**WHAT THE EXERCISE ASKS**
Substitute "each instance outlined" for "every instance outlined" everywhere in the records below and write them out again with nothing else changed. Leave out the pictures.

**DATA FOR THIS EXERCISE**

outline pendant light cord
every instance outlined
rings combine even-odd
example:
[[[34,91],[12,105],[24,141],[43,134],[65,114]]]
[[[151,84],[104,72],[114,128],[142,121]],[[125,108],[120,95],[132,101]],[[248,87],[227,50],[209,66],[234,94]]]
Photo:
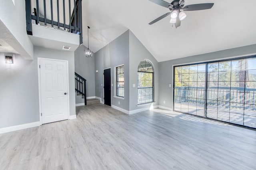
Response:
[[[87,36],[88,36],[88,49],[89,49],[89,29],[90,29],[90,27],[89,26],[87,26]]]

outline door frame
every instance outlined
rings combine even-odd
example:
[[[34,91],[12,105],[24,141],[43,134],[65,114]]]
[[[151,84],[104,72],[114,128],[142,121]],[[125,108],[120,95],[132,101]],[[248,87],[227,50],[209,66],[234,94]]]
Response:
[[[104,93],[104,70],[109,69],[110,69],[110,87],[111,87],[111,88],[110,88],[110,105],[111,105],[111,106],[110,107],[111,107],[112,106],[112,72],[111,67],[103,69],[103,104],[105,105],[105,99],[104,99],[104,98],[105,97],[105,94]]]
[[[68,119],[70,119],[70,105],[69,105],[69,74],[68,74],[68,60],[64,60],[62,59],[54,59],[52,58],[43,58],[43,57],[38,57],[37,58],[37,70],[38,73],[38,93],[39,97],[39,119],[40,119],[40,125],[42,125],[42,116],[41,114],[42,113],[42,102],[41,98],[41,75],[40,74],[40,60],[51,60],[51,61],[64,61],[67,64],[67,97],[68,97]]]

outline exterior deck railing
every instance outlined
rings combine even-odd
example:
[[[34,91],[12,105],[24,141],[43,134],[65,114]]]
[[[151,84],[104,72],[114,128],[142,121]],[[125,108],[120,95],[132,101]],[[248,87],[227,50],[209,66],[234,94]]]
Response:
[[[240,87],[208,87],[207,105],[213,107],[230,107],[237,109],[256,109],[256,89]],[[204,105],[205,101],[204,87],[175,87],[174,102]]]

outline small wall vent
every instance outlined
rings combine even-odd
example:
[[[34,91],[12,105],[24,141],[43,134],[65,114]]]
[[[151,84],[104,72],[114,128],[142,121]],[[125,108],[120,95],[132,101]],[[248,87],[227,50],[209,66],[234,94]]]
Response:
[[[62,47],[62,49],[64,49],[65,50],[69,50],[70,49],[70,47],[69,46],[63,45],[63,47]]]

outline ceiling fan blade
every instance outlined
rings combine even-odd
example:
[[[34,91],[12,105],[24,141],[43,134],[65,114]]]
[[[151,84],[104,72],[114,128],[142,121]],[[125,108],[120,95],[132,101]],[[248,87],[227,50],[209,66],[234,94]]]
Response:
[[[198,11],[198,10],[207,10],[210,9],[213,6],[214,4],[213,3],[209,3],[206,4],[193,4],[192,5],[188,5],[185,6],[183,10],[185,11]]]
[[[171,4],[170,4],[167,2],[162,0],[149,0],[152,2],[157,4],[158,5],[160,5],[164,7],[169,8],[168,6],[170,5],[172,5]]]
[[[170,12],[167,12],[167,13],[162,15],[160,17],[158,18],[156,18],[156,19],[155,19],[154,21],[152,21],[151,22],[150,22],[149,23],[148,23],[148,24],[149,25],[152,25],[152,24],[153,24],[154,23],[157,22],[159,20],[162,20],[162,19],[166,17],[166,16],[167,16],[169,15],[170,15],[170,14],[171,14]]]
[[[176,23],[175,23],[175,27],[176,27],[176,28],[180,26],[181,24],[179,16],[178,16],[177,17],[176,20],[176,20]]]

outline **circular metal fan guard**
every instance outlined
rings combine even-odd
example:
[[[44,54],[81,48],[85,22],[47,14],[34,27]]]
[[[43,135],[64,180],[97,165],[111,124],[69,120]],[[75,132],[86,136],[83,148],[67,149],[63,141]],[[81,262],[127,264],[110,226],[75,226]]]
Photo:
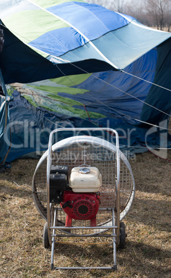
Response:
[[[104,144],[105,142],[105,144]],[[102,185],[100,189],[100,205],[97,214],[97,226],[110,225],[111,211],[107,208],[116,207],[115,185],[117,175],[116,148],[111,144],[91,136],[75,136],[62,140],[53,145],[52,165],[69,167],[69,176],[73,167],[80,165],[96,167],[102,174]],[[120,151],[120,220],[129,210],[135,192],[134,180],[130,165]],[[47,221],[46,200],[47,151],[40,158],[33,179],[33,194],[37,208]],[[104,209],[105,208],[105,210]],[[66,214],[58,205],[57,225],[65,225]],[[89,226],[89,220],[73,220],[73,226]],[[62,232],[64,232],[62,230]],[[66,234],[69,232],[65,232]],[[82,230],[69,231],[69,233],[82,235]],[[92,233],[88,230],[84,234]]]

**REPLY TO THE EXERCISE**
outline pendant light cord
each instance outlined
rings combine even-odd
example:
[[[34,91],[12,105],[24,141],[43,134],[65,114]]]
[[[151,84],[104,72],[114,128],[142,121]],[[125,108],[120,95],[132,101]],[[248,87],[227,50],[209,66],[234,94]]]
Photo:
Response:
[[[87,36],[88,36],[88,49],[89,49],[89,29],[90,29],[90,27],[89,26],[87,26]]]

outline door frame
each instance outlined
rings combine even-odd
example:
[[[34,91],[12,105],[24,141],[43,134],[65,114]]]
[[[151,84],[104,72],[114,128],[142,121]],[[125,108],[120,95],[132,101]],[[248,87],[227,50],[209,66],[234,94]]]
Response:
[[[104,93],[104,70],[109,69],[110,69],[110,87],[111,87],[111,88],[110,88],[110,105],[111,105],[111,106],[110,107],[111,107],[112,106],[112,72],[111,67],[103,69],[103,104],[105,105],[105,99],[104,99],[104,98],[105,97],[105,94]]]
[[[68,119],[70,119],[70,105],[69,105],[69,74],[68,74],[68,60],[64,60],[62,59],[54,59],[52,58],[43,58],[43,57],[38,57],[37,58],[37,70],[38,73],[38,93],[39,97],[39,119],[40,119],[40,125],[42,125],[42,116],[41,114],[42,113],[42,102],[41,98],[41,75],[40,74],[40,60],[51,60],[51,61],[64,61],[67,64],[67,97],[68,97]]]

outline exterior deck railing
each instance outlined
rings combine even-odd
example:
[[[34,91],[12,105],[24,141],[43,134],[65,114]]]
[[[151,84],[104,72],[114,128],[142,121]],[[125,108],[120,95],[132,101]],[[248,87],[227,50],[209,66],[234,94]]]
Response:
[[[240,87],[208,87],[207,105],[213,107],[230,107],[237,109],[256,109],[256,89]],[[204,105],[205,101],[204,87],[175,87],[174,102]]]

outline small wall vent
each instance outlined
rings combine even-odd
example:
[[[34,91],[12,105],[24,141],[43,134],[65,114]]]
[[[151,84],[104,72],[114,128],[142,121]],[[125,108],[120,95],[132,101]],[[248,87],[227,50],[209,66],[234,94]]]
Response:
[[[62,47],[62,49],[64,49],[65,50],[69,50],[70,49],[70,47],[69,46],[63,45],[63,47]]]

outline ceiling fan blade
each instance outlined
rings combine even-odd
example:
[[[34,91],[12,105],[24,141],[43,134],[65,114]]]
[[[151,84],[104,72],[114,128],[142,121]],[[125,108],[120,95],[132,101]],[[248,87],[227,50],[209,66],[234,94]]]
Response:
[[[198,11],[198,10],[207,10],[210,9],[213,6],[214,4],[213,3],[209,3],[206,4],[193,4],[192,5],[188,5],[185,6],[183,10],[185,11]]]
[[[171,4],[170,4],[167,2],[162,0],[149,0],[152,2],[157,4],[158,5],[160,5],[164,7],[169,8],[168,6],[170,5],[172,5]]]
[[[170,12],[167,12],[167,13],[162,15],[160,17],[158,18],[156,18],[156,19],[155,19],[154,21],[152,21],[151,22],[150,22],[149,23],[148,23],[148,24],[149,25],[152,25],[152,24],[153,24],[154,23],[157,22],[159,20],[162,20],[162,19],[166,17],[166,16],[167,16],[169,15],[170,15],[170,14],[171,14]]]
[[[176,23],[175,23],[175,27],[176,27],[176,28],[180,26],[181,24],[179,16],[178,16],[177,17],[176,20],[176,20]]]

outline **circular metal fan guard**
each instance outlined
rings combine even-odd
example:
[[[44,54],[81,48],[85,22],[47,14],[34,27]]]
[[[43,135],[64,180],[97,165],[111,124],[69,120]],[[75,132],[86,136],[83,148],[67,149],[63,141]],[[81,262],[127,264],[110,226],[75,226]]]
Photo:
Response:
[[[104,144],[105,142],[105,144]],[[102,185],[100,189],[100,205],[97,214],[97,226],[110,225],[111,211],[107,208],[116,207],[115,185],[117,175],[116,148],[111,144],[91,136],[75,136],[62,140],[53,145],[52,165],[69,167],[69,176],[73,167],[80,165],[96,167],[102,174]],[[120,151],[120,220],[129,210],[135,192],[134,180],[130,165]],[[47,221],[46,200],[47,151],[40,158],[33,179],[33,194],[37,208]],[[104,209],[105,208],[105,210]],[[66,214],[58,205],[57,225],[65,225]],[[89,226],[89,220],[73,220],[73,226]],[[62,232],[64,232],[62,230]],[[66,234],[69,232],[65,232]],[[82,230],[69,231],[69,233],[82,235]],[[92,233],[88,230],[84,234]]]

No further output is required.